### EXERCISE 1
Translate into Spanish this sentence from the article on Australian floods below: "In the neighbouring state of Queensland, volunteers were being air-lifted into scores of properties to deliver supplies to those cut off by floodwaters."
### EXERCISE 2
In the article on Australian floods below, shorten the paragraph beginning "Campbell said hundreds of people attending" to a single sentence that keeps its main facts.

Thousands stranded by Australian floods: officials

SYDNEY (AFP) — Thousands of Australians are stranded by floodwaters and some could remain isolated for up to a week after torrential rains hit the country's east coast, emergency officials said Monday.

Although flooding was easing, thousands of people in towns in the northeast of New South Wales and southern Queensland have been cut off by four days of heavy downpours, officials said.

"The number of people directly affected, there are some 3,000 people who remain isolated by flood waters," New South Wales State Emergency Service spokesman Phil Campbell told AFP.

Campbell said Coraki, a town of 1,500 people some 150 kilometres south of Brisbane, would likely remain cut off for another 24 to 48 hours as would several hundred farm houses.

"But for some people in very isolated areas, some of the backwater flooding may mean isolation for up to a week," he said.

Campbell said hundreds of people attending a music festival in the state's northeast were also trapped at the site, but emergency officials had provided them with food, water and other essential items.

"The bridge there has been damaged and the road washed out," he said.

"The people have been isolated for three days and the will remain isolated for the rest of today and possibly into tomorrow as well until road access can be restored."

In the neighbouring state of Queensland, volunteers were being air-lifted into scores of properties to deliver supplies to those cut off by floodwaters.

"We want to check on them and make sure everyone's ok, and make sure they don't have issues with medications running out, and other things," a State Emergency Service spokesman told Australian Associated Press.

### SUPPLIED DATA
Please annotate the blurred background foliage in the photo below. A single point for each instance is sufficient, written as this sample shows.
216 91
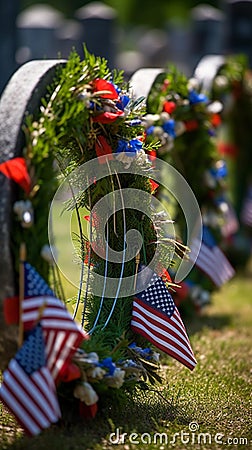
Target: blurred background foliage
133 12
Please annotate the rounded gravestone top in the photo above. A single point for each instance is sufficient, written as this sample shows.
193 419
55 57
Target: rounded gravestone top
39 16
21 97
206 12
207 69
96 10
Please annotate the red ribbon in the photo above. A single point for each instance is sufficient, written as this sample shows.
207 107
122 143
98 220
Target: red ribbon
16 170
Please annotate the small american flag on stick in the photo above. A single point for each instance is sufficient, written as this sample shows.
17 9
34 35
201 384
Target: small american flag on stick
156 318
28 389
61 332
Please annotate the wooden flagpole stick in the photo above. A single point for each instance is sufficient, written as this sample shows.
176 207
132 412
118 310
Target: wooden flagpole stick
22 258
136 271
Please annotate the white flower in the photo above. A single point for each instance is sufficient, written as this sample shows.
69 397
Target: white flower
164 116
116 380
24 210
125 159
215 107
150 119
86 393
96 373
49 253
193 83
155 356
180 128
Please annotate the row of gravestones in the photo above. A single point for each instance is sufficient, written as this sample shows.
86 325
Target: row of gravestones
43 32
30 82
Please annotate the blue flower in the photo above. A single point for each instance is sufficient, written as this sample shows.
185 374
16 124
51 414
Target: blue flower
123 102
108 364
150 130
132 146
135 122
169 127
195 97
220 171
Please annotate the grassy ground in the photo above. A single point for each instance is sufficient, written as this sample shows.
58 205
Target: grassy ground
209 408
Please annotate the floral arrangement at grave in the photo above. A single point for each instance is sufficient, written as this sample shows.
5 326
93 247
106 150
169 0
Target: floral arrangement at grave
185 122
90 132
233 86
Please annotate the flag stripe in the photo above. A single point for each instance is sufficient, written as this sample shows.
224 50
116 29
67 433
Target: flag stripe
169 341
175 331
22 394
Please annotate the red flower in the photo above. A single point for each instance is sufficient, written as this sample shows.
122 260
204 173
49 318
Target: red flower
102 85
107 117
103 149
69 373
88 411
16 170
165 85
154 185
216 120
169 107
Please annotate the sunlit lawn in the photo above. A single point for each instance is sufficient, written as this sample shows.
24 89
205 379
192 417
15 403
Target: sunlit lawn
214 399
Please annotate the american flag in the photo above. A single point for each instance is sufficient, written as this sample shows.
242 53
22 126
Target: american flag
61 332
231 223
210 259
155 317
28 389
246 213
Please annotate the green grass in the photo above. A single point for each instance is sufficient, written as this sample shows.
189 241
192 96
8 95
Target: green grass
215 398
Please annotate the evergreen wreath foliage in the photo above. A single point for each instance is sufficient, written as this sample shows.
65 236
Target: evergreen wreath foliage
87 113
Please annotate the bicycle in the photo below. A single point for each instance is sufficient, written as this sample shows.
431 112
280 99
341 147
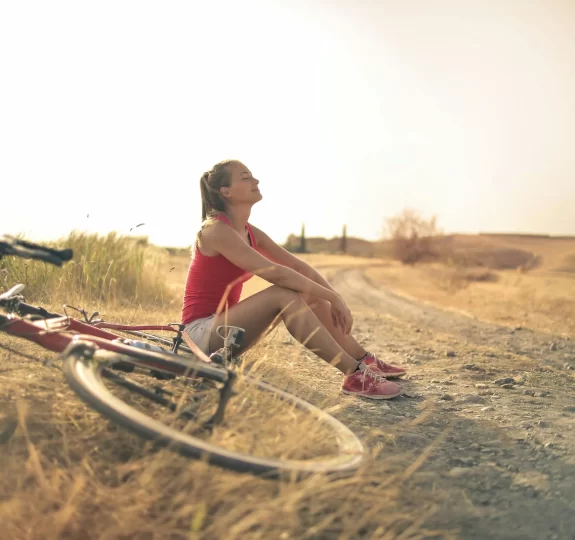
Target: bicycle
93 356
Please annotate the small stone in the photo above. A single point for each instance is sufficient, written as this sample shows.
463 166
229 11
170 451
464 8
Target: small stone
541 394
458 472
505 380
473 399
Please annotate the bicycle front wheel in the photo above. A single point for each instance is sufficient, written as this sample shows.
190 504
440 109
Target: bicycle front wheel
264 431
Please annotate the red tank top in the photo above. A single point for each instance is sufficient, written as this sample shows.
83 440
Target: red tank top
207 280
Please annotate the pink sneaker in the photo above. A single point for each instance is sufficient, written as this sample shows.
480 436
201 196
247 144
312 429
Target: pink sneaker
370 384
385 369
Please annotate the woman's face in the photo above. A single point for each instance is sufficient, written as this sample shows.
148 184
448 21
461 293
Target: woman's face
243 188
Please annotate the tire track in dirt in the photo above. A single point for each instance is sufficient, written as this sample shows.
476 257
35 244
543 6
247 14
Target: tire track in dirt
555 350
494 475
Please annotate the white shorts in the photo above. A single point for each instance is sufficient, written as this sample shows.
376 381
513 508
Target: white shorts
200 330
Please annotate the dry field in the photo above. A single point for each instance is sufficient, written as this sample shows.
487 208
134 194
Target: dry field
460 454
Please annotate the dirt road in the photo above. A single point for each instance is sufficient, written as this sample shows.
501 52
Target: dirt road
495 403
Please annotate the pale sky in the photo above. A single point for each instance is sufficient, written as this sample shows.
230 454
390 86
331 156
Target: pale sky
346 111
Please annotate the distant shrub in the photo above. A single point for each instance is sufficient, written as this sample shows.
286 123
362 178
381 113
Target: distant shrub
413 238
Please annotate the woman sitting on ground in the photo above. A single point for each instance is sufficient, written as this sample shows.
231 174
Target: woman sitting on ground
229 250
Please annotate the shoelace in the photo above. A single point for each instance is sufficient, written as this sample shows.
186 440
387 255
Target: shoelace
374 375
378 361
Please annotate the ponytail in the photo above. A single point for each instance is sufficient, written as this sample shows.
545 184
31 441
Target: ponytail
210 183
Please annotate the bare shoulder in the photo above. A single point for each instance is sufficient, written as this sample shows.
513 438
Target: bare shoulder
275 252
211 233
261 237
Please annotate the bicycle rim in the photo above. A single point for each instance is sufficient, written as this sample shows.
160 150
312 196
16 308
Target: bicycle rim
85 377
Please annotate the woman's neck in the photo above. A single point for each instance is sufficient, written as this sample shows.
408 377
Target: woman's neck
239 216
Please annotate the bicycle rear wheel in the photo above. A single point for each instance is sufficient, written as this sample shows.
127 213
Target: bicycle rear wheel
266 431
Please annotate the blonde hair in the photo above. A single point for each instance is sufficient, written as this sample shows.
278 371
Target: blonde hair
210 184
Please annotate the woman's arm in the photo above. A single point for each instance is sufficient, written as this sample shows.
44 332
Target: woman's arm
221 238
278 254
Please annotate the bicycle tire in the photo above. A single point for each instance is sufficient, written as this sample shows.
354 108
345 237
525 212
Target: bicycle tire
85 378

### EXERCISE OUTPUT 1
En el estado vecino de Queensland, se trasladaba a voluntarios por vía aérea a decenas de propiedades para entregar suministros a quienes habían quedado aislados por las aguas de la inundación.

### EXERCISE OUTPUT 2
According to Campbell, hundreds of music festival attendees in the state's northeast were trapped at the site, though emergency officials had supplied them with food, water and other essentials.